• **Task to carry out**
From the passage on giving presentations, reproduce word for word the stretch that opens with "This is no different" and closes with "non-optimal presentation skills.".

• **Reading passage**
++++++++++++++++++++
This is no different from the goals we have for any other product/service/tool/book we create for others to use. It is always about the post-UX-UX. Otherwise, we have wasted their precious time and scarce cognitive resources. And when that happens, they will care about our non-optimal presentation skills.
But we still need Minimum Useful Presentation Skills to “be a UI”
We need just enough skills to create the UX that leads to the post-UX UX. And that's a hell of a lot less than what we’ve been told we need. Your users must be able to hear you, so try to not speak too quickly for the room acoustics. They must be able to see what's on the screen, so it's worth paying attention to text and graphic sizes and contrast. And they must be able to stay awake and focused, so it's worth trying to have some sense of pacing and variety, though there's a surprisingly easy presentation hack for this. A hack that violates a lot of the standard presentation slide advice. A key to helping your audience stay focused is to NOT maintain a consistent look and feel.
If you watch my presentations, you'll see my slides frequently shifting from black text on white background to white text on black background. I change fonts. I place the text in different (yes, random) places on the screen from slide to slide. I do almost everything you are NOT supposed to do. I do not make beautiful slides. I often use way too many slides (300+ in my last 1 hour talk).
I have taken this to an extreme that sometimes does get in the way, drawing attention to itself, and that is the one thing I am working to correct. If too many fonts and variations becomes noticeable on its own, then I've just violated the "UI should vanish" rule. The goal is to have enough variety to keep their brain alert, but not so extreme that it draws attention to itself.
And what of the three-act, emotional hook, narrative arc? What about personal stories, appropriate humor, etc.? None of this really matters unless/except in service to the user experience you're designing for. And again, there is a surprisingly simple trick that is usually just as effective as the most artfully-crafted narrative:
Open with a question they would very much like an answer for.
That's it. Pose a question. You don't have to announce you're going to answer it, just… start. If you're looking for an opening phrase, try something like, “Imagine you want to…” and then go. Don't hesitate. And whatever you do, do NOT try to “establish your credibility”. Never try to tell them or sell them on why they should listen to you. If the question is one they want answered, their brain won't let it go. The rest of the presentation is just a steady reveal of the answer(s).
Be the UI
When I give a presentation, whether it's a mega-event keynote or a small intimate meeting, I have one crucial rule: nobody is allowed to introduce me. If they insist, then it must be only my name (though I try to discourage that too). And I do not introduce myself. This has been my rule since my first conference, and not only does it send the message that I (the presenter) am not what matters, it's also a powerful stage-fright reducer. It lets you step up to the podium as a UI rather than The Presenter. This matters.
Because if YOU are a UI, then what is a presenter’s introduction? That annoying splash screen.
If you, like me, struggle with terrifying stage-fright, you might try this: as you prepare a presentation, keep a giant post-it in front of you that says, “YOU ARE JUST A UI”. Keep the focus off of you so you can get on with creating an experience for the people who do matter: your audience. Your users. Because every moment we spend obsessing over how this will make us look is a moment NOT devoted to how our presentation will make them look.
++++++++++++++++++++
• **Supplied entries**
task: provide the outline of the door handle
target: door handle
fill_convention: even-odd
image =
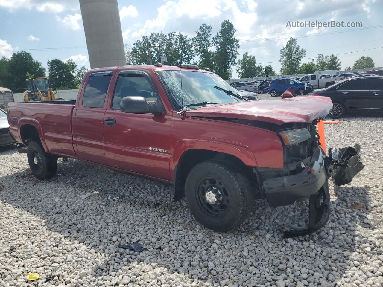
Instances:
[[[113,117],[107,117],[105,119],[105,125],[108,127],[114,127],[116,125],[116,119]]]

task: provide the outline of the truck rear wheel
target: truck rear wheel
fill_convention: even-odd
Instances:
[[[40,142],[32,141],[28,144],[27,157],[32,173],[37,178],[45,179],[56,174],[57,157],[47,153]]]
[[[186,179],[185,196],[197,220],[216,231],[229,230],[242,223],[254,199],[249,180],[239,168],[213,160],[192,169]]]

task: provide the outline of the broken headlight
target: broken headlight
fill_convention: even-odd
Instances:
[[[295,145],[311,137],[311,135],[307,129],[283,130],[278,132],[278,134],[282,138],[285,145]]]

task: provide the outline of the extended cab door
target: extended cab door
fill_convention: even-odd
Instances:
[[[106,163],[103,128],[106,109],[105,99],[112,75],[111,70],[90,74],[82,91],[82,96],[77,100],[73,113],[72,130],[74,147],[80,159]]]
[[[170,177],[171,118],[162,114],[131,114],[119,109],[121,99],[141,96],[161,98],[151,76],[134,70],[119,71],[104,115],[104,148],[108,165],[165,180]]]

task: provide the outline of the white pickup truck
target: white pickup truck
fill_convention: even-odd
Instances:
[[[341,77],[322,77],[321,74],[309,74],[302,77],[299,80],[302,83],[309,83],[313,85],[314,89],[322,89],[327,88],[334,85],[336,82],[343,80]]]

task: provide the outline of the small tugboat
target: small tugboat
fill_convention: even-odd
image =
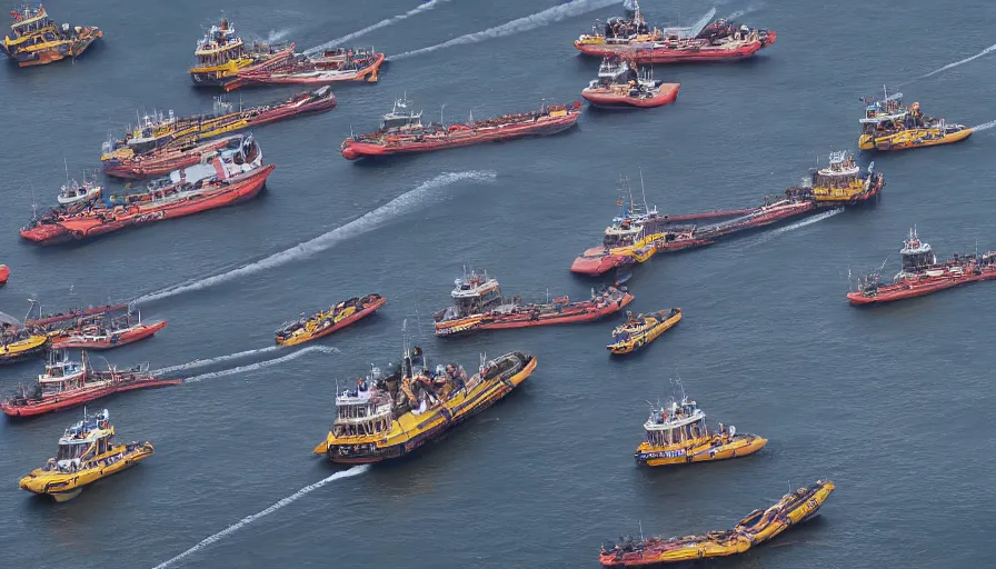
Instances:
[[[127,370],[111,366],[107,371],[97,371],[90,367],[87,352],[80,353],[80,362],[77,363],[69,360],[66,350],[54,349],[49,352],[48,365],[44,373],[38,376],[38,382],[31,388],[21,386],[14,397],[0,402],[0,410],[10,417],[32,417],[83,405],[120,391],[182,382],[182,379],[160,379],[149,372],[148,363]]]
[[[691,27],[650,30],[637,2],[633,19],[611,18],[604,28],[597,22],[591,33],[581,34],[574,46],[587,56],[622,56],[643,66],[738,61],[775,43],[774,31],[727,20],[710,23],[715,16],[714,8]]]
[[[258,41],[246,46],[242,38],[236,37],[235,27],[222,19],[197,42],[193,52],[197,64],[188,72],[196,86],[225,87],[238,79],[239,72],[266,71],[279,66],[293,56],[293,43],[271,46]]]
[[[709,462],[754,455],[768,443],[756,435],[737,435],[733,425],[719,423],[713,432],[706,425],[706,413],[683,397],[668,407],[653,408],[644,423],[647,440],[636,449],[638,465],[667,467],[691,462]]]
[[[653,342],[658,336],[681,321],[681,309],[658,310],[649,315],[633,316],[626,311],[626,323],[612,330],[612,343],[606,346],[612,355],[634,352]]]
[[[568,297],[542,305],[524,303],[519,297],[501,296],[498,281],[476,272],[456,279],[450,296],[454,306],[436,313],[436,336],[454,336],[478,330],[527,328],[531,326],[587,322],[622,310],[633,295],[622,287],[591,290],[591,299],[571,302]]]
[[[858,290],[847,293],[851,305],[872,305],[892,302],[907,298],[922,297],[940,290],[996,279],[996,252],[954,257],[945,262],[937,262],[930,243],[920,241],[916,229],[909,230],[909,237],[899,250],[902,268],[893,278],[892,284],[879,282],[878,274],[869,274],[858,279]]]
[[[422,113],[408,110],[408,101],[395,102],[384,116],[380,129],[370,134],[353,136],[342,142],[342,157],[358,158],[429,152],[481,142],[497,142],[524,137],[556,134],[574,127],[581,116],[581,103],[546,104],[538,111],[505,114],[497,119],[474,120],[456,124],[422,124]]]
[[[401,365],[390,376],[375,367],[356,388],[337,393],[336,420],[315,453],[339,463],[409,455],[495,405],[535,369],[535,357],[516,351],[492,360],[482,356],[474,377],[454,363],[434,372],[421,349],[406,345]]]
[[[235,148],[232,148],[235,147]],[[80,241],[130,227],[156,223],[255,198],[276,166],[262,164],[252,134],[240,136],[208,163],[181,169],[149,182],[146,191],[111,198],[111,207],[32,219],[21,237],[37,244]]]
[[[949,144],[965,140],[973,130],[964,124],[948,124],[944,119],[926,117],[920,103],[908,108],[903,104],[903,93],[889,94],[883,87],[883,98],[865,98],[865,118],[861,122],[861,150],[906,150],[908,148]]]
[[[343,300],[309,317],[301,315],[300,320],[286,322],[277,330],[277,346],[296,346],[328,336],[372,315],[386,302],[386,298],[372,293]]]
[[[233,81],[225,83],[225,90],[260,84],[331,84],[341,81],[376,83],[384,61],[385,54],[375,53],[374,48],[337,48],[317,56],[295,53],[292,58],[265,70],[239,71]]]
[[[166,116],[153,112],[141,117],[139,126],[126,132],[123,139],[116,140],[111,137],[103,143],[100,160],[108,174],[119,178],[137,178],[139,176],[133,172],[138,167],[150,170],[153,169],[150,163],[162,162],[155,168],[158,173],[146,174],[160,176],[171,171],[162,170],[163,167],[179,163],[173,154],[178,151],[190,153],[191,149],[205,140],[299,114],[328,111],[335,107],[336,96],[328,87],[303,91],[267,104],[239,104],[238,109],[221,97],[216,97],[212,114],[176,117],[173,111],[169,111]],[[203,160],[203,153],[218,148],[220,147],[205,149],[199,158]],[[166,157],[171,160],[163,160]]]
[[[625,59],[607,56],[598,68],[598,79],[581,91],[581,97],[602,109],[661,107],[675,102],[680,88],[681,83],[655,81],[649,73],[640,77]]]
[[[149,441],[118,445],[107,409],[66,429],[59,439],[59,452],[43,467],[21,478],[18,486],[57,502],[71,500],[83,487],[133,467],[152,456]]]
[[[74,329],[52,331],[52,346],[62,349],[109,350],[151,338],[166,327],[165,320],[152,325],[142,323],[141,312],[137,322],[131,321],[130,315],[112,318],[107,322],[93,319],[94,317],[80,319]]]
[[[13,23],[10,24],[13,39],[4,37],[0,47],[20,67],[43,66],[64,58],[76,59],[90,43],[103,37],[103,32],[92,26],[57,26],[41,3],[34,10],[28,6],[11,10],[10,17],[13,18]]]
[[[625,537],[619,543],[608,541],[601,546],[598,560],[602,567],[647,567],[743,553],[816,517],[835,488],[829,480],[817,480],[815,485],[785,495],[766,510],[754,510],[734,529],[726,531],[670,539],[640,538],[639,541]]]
++++++++++++++++++++
• **Problem solution**
This is no different from the goals we have for any other product/service/tool/book we create for others to use. It is always about the post-UX-UX. Otherwise, we have wasted their precious time and scarce cognitive resources. And when that happens, they will care about our non-optimal presentation skills.